→ Instruction 1
In the Assam case header, which court issued the judgment and order dated 28.04.2008?
→ Instruction 2
Please continue the Assam case header from where it stops.

→ Passage

Md. Murtaza and others Vs. State of Assam and others
[Arising out of SLP (C) No. 15141 of 2009]
With
Shaukat Ali and others v. State of Assam and others
Civil Appeal No. 7518 of 2011
[Arising out of SLP (C) No. 27497 of 2009]
[From the Judgement and Order dated 28.04.2008 of the Gauhati High Court in Writ Petition (C) No. 8081 of 2005]
[Arising out of SLP (C) No. 15141 of 2009]
With
Shaukat Ali and others v. State of Assam and others
Civil Appeal No. 7518 of 2011
[Arising out of SLP (C) No. 27497 of 2009]
[From the Judgement and Order dated 28.04.2008 of the Gauhati High Court in Writ Petition (C) No. 8081 of 2005]
Mr. Jayant Bhushan, Mr. Nagendra Rai, Mr. Vijay Hansaria, Mr. Pradip K. Ghosh, Senior Advocates, Mr. Parthiv K. Goswami, Mr. S. Hariharan, Mr. Rajiv Mehta, Mr. Manish Goswami (for M/s Map & Co.), Mr. T. Mahipal, Mr. Shantanu Sagar, Mr. Ranjan Kumar Pandey, Mr. Arun K. Sinha, Mr. Rakesh Singh, Mr. Sumit Sinha, Mr. Avijit Roy, Ms. Deepika Ghatowar (for M/s Corporate Law Group), Advocates, with them for the appearing parties.

→ Listed entries
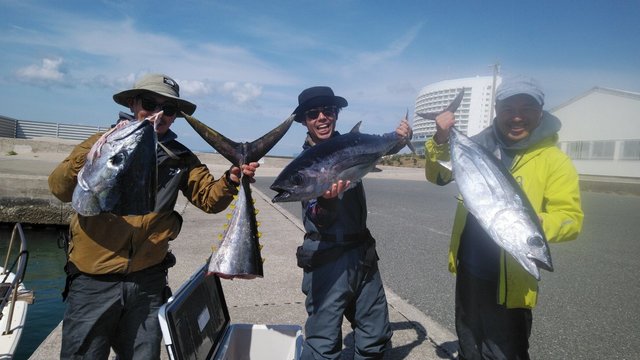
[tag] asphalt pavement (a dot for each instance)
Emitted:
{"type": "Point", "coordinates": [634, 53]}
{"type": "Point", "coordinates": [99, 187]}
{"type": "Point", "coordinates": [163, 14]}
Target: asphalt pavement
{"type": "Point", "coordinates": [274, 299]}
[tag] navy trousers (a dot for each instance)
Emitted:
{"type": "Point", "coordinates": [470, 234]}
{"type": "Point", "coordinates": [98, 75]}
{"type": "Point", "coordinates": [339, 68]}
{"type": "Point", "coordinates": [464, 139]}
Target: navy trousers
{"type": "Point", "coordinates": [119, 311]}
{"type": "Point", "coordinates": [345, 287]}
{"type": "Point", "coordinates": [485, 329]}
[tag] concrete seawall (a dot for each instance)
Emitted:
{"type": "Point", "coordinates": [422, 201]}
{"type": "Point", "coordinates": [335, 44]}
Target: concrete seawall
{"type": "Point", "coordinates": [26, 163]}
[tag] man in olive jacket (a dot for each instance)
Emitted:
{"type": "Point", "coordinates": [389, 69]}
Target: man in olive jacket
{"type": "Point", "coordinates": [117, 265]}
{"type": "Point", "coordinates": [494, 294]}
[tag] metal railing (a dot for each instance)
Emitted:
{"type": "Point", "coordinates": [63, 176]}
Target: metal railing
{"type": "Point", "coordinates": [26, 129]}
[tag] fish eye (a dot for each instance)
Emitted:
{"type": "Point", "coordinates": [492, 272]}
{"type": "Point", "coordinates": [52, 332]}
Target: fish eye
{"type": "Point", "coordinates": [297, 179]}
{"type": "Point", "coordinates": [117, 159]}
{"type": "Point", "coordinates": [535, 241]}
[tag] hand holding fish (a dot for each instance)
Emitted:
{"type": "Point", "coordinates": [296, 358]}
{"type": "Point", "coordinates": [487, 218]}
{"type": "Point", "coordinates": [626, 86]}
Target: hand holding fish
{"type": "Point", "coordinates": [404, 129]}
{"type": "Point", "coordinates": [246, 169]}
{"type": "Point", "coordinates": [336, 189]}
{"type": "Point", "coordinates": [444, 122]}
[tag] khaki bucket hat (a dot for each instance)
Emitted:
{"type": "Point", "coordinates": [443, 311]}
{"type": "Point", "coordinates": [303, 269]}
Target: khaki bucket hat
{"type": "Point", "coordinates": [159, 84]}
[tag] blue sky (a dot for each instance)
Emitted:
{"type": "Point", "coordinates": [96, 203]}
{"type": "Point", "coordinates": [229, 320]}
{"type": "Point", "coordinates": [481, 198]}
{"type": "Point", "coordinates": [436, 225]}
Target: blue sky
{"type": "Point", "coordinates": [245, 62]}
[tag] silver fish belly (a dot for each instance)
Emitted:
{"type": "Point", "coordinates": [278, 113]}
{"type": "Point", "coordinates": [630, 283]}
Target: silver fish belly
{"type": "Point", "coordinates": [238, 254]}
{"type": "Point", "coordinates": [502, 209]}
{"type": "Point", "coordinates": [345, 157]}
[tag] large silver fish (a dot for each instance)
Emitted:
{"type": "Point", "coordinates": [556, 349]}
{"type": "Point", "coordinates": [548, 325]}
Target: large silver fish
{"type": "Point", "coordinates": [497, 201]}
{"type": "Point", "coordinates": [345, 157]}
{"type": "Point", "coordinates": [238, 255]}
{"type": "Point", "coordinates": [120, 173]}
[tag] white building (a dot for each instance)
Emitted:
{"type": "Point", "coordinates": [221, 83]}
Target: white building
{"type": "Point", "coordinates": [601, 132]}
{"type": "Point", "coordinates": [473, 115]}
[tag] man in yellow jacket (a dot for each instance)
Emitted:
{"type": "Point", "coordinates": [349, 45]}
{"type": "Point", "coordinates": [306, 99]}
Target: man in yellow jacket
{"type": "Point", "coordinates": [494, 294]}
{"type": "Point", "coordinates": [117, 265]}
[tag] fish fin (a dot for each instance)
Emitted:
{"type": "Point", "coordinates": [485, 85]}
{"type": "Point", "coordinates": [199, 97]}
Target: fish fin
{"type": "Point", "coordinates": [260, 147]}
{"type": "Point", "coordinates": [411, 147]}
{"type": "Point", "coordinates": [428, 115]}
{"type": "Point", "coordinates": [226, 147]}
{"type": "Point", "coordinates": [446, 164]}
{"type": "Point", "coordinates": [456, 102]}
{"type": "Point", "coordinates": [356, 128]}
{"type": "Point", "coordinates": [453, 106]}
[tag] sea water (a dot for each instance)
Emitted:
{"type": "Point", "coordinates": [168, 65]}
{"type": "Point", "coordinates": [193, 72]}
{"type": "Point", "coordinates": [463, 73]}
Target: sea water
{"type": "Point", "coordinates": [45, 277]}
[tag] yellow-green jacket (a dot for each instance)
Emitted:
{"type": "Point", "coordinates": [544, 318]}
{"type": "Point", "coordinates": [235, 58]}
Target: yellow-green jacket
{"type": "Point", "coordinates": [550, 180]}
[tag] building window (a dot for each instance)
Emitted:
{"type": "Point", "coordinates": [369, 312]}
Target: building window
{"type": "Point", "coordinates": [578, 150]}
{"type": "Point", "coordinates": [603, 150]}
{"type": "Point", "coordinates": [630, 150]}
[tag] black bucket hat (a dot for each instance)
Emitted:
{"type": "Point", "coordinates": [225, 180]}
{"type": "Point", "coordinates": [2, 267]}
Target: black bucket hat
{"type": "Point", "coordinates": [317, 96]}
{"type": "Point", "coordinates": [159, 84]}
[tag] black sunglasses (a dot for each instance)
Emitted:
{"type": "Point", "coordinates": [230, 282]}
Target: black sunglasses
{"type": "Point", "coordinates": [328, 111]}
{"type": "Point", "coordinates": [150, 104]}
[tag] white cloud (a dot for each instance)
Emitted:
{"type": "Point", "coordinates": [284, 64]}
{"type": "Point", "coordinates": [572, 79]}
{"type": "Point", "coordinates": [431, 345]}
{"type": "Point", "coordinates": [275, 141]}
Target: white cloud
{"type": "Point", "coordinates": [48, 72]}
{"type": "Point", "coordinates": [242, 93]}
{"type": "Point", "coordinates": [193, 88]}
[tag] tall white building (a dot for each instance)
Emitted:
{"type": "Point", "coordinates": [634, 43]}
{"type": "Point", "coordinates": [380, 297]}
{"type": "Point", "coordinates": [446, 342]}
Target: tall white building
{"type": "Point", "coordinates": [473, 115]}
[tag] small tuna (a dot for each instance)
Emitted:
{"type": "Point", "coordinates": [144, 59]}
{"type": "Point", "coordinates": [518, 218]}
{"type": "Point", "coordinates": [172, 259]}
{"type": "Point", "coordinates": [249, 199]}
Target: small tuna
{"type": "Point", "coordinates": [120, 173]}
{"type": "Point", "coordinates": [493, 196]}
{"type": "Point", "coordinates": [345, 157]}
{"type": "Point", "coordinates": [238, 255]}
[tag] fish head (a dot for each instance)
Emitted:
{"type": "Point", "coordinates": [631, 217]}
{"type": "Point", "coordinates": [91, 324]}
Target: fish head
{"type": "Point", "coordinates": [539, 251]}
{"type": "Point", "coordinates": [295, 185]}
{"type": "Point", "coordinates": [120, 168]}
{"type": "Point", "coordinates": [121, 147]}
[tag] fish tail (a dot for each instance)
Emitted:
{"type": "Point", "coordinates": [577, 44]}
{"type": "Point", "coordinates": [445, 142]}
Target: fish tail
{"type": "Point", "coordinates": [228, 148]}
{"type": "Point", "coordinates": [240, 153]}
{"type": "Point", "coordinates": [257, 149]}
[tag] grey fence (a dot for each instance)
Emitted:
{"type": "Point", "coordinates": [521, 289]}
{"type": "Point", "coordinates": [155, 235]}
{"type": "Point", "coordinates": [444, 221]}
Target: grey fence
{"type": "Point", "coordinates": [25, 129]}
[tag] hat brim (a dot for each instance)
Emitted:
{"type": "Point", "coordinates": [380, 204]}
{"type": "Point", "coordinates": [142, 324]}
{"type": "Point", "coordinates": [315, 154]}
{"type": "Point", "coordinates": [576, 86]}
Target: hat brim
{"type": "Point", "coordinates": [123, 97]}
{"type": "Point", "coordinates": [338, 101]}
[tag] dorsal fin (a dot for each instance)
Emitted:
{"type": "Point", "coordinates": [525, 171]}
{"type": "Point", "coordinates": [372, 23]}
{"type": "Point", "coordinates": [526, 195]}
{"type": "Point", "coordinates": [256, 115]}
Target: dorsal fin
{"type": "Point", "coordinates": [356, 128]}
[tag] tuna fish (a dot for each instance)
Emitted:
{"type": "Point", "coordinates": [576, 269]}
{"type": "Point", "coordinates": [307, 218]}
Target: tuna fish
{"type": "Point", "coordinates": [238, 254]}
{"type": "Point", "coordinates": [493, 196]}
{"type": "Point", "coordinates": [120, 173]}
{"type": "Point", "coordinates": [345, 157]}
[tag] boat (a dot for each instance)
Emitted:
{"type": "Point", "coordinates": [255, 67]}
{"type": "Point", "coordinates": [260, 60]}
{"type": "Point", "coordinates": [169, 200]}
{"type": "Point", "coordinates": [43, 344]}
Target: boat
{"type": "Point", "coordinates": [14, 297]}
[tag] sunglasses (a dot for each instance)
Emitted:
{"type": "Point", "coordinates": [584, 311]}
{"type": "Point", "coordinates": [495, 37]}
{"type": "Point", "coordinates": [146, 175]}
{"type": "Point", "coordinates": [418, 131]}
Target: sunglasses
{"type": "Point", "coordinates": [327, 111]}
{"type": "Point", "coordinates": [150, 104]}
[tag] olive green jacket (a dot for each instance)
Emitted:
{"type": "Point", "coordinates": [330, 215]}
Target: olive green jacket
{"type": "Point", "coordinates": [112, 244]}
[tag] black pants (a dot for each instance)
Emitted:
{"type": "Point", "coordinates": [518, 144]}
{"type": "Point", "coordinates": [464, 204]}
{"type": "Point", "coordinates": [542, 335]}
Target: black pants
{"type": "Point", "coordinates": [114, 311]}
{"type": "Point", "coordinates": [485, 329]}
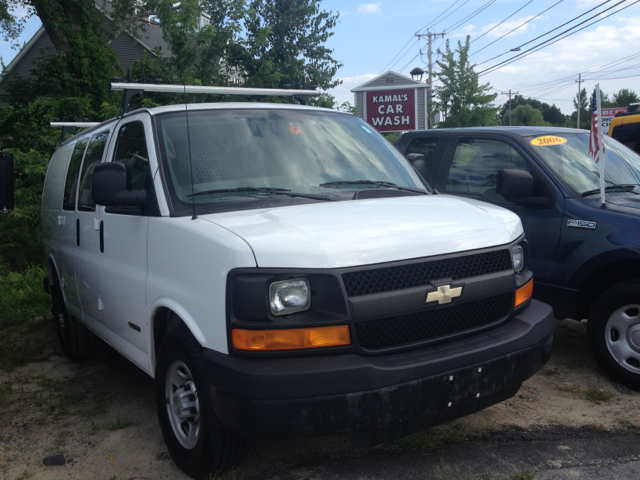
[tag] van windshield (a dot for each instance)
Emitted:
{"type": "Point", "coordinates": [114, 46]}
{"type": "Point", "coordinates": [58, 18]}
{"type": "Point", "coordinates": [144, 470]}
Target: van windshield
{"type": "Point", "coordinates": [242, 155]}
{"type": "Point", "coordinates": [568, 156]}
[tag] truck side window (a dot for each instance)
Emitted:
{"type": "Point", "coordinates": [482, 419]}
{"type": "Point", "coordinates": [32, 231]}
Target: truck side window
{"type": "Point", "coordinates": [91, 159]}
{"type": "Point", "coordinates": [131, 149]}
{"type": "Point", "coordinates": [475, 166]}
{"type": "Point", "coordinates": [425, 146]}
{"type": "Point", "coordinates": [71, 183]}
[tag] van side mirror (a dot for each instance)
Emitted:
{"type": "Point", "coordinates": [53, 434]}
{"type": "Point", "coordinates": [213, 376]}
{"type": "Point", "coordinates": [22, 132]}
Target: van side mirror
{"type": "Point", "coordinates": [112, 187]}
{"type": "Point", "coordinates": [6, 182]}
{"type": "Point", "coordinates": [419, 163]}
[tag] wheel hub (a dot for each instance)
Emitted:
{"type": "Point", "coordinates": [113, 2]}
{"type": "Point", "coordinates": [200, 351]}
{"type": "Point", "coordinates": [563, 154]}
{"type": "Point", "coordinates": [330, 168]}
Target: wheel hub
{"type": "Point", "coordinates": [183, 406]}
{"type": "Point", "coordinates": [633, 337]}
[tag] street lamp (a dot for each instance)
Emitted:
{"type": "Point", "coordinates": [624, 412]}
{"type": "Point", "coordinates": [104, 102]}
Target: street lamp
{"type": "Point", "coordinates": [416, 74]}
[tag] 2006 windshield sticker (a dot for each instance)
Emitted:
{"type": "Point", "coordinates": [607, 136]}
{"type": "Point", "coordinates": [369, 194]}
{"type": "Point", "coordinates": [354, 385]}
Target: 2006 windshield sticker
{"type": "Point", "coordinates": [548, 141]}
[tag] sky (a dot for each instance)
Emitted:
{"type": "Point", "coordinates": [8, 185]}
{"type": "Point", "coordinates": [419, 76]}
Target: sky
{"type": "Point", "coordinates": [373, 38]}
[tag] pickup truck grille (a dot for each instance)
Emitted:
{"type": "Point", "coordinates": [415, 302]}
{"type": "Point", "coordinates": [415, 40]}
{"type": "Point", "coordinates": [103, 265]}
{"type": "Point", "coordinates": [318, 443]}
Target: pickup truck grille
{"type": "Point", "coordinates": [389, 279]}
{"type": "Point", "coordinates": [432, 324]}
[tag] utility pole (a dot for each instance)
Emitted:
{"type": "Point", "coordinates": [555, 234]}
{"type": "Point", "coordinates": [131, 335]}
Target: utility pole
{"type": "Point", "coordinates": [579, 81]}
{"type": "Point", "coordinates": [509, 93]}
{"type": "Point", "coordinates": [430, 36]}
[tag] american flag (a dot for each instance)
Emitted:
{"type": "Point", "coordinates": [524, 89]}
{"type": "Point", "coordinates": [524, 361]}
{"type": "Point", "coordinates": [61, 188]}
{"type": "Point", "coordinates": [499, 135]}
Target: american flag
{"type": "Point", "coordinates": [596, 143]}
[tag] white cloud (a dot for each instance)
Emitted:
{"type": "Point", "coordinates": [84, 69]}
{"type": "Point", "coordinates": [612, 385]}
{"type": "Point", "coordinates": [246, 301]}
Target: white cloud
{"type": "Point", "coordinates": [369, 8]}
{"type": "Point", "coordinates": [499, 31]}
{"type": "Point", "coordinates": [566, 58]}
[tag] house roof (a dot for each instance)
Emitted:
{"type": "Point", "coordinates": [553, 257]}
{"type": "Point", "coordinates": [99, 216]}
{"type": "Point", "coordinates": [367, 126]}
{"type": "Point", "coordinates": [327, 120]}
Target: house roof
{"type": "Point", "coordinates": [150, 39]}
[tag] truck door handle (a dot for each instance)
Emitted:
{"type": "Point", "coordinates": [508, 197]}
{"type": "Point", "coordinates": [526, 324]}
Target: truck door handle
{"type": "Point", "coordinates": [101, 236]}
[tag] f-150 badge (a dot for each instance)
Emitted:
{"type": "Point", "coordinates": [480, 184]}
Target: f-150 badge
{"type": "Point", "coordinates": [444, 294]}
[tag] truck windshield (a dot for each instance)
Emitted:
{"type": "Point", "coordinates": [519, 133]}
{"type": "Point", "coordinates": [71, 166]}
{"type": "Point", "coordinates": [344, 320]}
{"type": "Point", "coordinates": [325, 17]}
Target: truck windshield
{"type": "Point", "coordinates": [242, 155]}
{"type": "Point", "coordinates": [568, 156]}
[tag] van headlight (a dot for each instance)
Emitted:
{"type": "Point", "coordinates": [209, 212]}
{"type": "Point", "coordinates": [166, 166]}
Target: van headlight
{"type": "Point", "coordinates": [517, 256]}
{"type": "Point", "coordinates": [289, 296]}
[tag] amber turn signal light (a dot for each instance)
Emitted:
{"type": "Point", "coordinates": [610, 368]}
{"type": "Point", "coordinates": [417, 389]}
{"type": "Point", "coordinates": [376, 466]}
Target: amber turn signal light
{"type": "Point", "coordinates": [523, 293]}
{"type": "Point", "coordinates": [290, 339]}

→ Final result 1
The Gauhati High Court.

→ Final result 2
Constitution of India, 1950
Articles 14, 16, 226 – Shifting of wholesale fruit and vegetable market – Vendors located inside the city of Guwahati – Land of market allotted to Government Department for administrative building – Vendors proposed to be shifted in a new market at other place – Market place highly congested and number of vehicles entering the place – Plea that space in new market was not enough. Held that whole-sale market should be outside the city limits to avoid problems of health, hygiene and traffic congestion. Case law discussed. Jyoti Pershad’s, Puthumma’s and Hanif Quareshi’s cases relied and referred. Further held that right to do business is not violated as it is subject to reasonable restrictions.
Ordinarily everywhere in the world wholesale markets are situated at the outskirts or outside the city limits. No doubt, the shifting of the shops of the whole-sellers will cause some hardships to some individuals, but it is well settled that public interest prevails over the private interests. (Para 7)
The reasonableness of the restriction has to be determined in an objective manner and has to be seen from the point of view of the interest of the general public and not merely from the point of view of the persons upon whom the restrictions are imposed. The impugned action of the authorities cannot be said to be unreasonable merely because in a given case, they may operate harshly. The nature of the right alleged to have been infringed, the underlying purpose of the restriction imposed and the extent and urgency of the evil sought to be remedied thereby, disproportion of the imposition, prevailing conditions at the time etc., are the relevant considerations for determining whether the restriction is reasonable. (Para 10)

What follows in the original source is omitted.